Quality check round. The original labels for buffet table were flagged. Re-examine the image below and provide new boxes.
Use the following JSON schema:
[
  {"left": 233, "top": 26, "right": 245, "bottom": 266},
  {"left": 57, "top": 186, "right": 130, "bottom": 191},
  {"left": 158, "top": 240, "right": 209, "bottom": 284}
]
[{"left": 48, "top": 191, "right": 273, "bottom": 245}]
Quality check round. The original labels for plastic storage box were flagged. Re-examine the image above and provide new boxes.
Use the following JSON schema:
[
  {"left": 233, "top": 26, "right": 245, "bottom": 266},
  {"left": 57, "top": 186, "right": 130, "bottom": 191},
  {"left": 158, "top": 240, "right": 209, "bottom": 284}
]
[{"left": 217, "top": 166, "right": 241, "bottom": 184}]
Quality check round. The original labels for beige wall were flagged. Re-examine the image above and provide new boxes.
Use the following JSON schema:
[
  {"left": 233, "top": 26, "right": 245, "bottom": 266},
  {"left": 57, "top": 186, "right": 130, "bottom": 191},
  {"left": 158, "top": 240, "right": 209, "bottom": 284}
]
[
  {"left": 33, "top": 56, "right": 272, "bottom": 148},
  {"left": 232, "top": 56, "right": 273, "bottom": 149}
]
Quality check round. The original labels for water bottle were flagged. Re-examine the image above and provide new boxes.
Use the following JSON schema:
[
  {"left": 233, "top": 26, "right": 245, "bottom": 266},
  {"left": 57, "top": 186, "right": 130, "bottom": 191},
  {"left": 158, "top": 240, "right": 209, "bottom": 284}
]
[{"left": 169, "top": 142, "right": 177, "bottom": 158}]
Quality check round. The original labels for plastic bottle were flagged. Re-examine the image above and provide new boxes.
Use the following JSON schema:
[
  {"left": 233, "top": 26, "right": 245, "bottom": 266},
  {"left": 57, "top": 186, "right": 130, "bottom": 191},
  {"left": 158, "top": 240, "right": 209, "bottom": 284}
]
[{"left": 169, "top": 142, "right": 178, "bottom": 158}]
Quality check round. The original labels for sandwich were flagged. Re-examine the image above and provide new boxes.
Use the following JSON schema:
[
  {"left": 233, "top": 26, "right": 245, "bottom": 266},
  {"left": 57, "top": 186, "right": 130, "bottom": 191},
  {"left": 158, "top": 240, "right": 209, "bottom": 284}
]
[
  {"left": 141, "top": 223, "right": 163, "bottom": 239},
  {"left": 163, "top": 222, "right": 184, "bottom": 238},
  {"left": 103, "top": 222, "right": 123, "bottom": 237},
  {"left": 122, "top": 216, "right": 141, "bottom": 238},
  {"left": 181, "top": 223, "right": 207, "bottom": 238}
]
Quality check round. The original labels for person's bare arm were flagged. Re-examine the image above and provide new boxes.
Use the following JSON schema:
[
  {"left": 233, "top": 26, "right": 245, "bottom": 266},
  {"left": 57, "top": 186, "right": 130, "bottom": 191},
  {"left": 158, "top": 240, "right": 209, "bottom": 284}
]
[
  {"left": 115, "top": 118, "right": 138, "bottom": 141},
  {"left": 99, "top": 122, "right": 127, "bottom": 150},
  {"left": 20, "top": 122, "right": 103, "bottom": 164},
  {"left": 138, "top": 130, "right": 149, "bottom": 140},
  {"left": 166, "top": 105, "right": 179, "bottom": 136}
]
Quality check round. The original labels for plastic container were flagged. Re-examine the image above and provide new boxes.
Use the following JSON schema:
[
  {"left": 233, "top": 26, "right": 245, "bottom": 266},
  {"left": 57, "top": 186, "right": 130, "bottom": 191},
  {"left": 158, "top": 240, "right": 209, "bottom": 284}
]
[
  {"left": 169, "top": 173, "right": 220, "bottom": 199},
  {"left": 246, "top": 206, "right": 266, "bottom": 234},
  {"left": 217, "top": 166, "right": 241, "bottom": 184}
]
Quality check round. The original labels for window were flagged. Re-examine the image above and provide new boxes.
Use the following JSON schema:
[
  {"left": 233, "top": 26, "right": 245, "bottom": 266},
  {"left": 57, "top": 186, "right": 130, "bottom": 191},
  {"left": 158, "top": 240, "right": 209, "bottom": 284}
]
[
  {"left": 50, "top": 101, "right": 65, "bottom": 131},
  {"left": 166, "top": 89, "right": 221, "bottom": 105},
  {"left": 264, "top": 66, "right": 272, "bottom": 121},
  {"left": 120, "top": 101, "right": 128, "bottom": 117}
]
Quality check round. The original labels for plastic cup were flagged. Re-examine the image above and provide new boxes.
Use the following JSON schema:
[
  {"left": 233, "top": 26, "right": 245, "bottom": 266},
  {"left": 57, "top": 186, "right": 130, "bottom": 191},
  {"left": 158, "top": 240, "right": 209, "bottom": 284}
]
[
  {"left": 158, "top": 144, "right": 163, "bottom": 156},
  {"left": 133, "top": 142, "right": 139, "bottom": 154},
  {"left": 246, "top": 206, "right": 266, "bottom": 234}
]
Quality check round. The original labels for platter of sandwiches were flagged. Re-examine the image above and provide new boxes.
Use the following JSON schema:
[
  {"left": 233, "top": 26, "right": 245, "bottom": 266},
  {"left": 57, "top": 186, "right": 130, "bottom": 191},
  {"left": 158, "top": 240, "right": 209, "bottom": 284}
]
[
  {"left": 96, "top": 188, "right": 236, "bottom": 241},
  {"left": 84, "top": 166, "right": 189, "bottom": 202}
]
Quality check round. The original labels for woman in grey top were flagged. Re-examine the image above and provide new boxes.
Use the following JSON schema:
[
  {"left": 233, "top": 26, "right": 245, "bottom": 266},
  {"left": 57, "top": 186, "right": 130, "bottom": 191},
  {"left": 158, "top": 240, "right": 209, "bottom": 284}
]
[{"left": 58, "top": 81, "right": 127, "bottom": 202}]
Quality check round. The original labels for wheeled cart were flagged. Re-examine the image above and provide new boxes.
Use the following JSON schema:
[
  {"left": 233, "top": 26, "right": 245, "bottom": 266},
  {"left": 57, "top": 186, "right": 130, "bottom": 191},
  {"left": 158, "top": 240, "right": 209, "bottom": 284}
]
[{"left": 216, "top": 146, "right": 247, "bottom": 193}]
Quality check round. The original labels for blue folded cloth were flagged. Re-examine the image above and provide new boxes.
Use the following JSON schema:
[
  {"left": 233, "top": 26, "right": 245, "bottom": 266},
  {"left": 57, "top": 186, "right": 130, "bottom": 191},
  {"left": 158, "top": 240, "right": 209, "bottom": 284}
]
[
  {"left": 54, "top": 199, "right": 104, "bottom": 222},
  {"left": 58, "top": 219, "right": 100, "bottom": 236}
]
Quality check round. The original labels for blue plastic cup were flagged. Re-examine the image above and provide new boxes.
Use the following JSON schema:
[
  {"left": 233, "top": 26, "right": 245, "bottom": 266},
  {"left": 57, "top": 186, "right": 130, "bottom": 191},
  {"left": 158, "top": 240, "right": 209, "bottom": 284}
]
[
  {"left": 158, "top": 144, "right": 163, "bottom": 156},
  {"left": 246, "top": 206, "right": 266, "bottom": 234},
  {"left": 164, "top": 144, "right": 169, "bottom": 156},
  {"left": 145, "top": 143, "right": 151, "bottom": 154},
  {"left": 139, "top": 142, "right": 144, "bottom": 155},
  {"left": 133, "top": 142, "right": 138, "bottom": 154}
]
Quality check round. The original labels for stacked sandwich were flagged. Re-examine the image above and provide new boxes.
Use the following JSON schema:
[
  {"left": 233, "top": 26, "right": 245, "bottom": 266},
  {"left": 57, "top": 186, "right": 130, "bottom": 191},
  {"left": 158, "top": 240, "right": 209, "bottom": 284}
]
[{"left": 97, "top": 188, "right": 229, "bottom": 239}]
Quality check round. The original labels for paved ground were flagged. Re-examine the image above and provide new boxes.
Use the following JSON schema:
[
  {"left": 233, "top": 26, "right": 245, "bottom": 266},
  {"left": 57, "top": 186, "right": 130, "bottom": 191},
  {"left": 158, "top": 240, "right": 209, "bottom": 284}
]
- - - - - - -
Written instruction:
Starting at the line containing "Quality check round. The original labels for paved" and ending at the end of the data above, rewrite those lines with "paved ground" swapped for "concrete floor" and nothing else altered.

Exercise result:
Quality check round. The original labels for concrete floor were flagged. Re-examine the image above and provide new boxes.
Use the following JSON schema:
[
  {"left": 233, "top": 26, "right": 245, "bottom": 266},
  {"left": 57, "top": 186, "right": 130, "bottom": 191},
  {"left": 158, "top": 240, "right": 209, "bottom": 284}
]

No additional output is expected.